>> Begin Provided data
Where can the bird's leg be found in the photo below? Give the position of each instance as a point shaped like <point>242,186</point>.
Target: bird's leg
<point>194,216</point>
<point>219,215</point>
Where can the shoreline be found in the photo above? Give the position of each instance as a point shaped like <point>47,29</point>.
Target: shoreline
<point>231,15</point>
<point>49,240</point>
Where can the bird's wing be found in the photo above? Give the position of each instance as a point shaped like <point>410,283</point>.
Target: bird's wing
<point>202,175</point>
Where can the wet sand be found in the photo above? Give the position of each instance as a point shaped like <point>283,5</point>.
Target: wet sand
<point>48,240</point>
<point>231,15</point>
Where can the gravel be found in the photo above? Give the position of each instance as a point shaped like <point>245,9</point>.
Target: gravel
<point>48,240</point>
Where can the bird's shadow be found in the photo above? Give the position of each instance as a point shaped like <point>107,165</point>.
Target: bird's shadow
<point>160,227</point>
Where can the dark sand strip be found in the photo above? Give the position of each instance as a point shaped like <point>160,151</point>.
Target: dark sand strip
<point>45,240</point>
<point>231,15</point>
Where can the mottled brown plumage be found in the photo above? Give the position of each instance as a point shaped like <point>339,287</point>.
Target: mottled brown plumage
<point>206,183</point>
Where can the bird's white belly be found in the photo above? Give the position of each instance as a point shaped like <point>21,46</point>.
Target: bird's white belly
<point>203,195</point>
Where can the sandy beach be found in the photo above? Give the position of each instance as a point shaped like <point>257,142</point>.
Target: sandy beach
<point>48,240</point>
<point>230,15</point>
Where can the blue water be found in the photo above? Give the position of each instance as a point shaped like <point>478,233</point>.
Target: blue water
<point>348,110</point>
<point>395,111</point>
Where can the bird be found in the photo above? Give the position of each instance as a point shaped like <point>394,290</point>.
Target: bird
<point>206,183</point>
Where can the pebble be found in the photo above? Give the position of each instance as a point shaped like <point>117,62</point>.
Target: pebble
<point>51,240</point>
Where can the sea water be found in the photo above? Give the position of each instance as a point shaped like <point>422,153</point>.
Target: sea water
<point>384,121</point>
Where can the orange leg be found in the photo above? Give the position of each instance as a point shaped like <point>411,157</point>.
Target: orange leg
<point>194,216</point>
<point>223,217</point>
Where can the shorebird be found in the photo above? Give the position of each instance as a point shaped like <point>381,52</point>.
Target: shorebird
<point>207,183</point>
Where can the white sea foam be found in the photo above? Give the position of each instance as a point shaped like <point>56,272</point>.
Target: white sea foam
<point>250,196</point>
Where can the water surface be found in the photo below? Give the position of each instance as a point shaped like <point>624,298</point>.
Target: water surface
>> End Provided data
- Given problem -
Reproduce all of the records above verbatim, from the first line to the last, keeping the original line order and every character.

- Task solution -
Where can the bird's leg be found in the photo below? Give the position of each instance as a point shaped like <point>242,186</point>.
Target: bird's leg
<point>194,216</point>
<point>219,215</point>
Where can the shoreline be found in the photo above? Give the position of each instance as a point shaped like <point>47,29</point>.
Target: shoreline
<point>231,15</point>
<point>49,240</point>
Where can the bird's wing be found in the photo above? Give the position of each instance as a point shaped like <point>410,283</point>.
Target: bird's wing
<point>202,175</point>
Where can the wet sand be found in the photo above? Give the position of each instance as a point shaped like <point>283,5</point>.
Target: wet sand
<point>48,240</point>
<point>231,15</point>
Where can the gravel be found in the photo above? Give the position of each instance as a point shaped like <point>245,9</point>.
Target: gravel
<point>48,240</point>
Where can the bird's shadow be found in the photo above? Give the position of each instance as a point shaped like <point>107,165</point>.
Target: bird's shadow
<point>160,227</point>
Where can the dark sand strip be found in the photo above? Give the position of each instance as a point shaped like <point>160,151</point>.
Target: dark sand strip
<point>45,240</point>
<point>231,15</point>
Where can the mottled brown plumage be found in the photo above? Give the position of each instance as a point shaped like <point>339,287</point>.
Target: mottled brown plumage
<point>206,183</point>
Where can the bird's white belly be found in the photo above? Give the position of each instance as a point shaped like <point>21,46</point>.
Target: bird's white belly
<point>203,195</point>
Where can the sandy beach be found in the photo above? Give the position of each instance as a point shaped like <point>257,142</point>.
Target: sandy beach
<point>48,240</point>
<point>230,15</point>
Where can the blue water be found in the photo above? Give the position of each instance as a point shaped like <point>478,233</point>.
Target: blue water
<point>348,110</point>
<point>395,111</point>
Where can the bird be found in the photo above? Give the position of each instance as a point shaped like <point>394,290</point>.
Target: bird
<point>206,183</point>
Where can the pebble be found in the photo above? Give the position of each instance as a point shaped like <point>117,62</point>.
Target: pebble
<point>51,240</point>
Where can the sea water be found in the photo above? Give the position of each instance as a point shaped like <point>422,153</point>.
Target: sea water
<point>384,121</point>
Where can the orange leg be found in the photo above? Give the position of each instance as a point shaped like <point>411,157</point>.
Target: orange leg
<point>194,216</point>
<point>223,217</point>
Where can the shorebird be found in the photo above? Give the position of each instance as a point shaped like <point>381,52</point>.
Target: shorebird
<point>207,183</point>
Where can the white sea foam be found in the photo above? Give the position of each instance as a point shaped like <point>56,272</point>.
Target: white sea foam
<point>250,196</point>
Where can the water surface be found in the photo below? Give the position of each instance as a point shaped like <point>624,298</point>.
Target: water surface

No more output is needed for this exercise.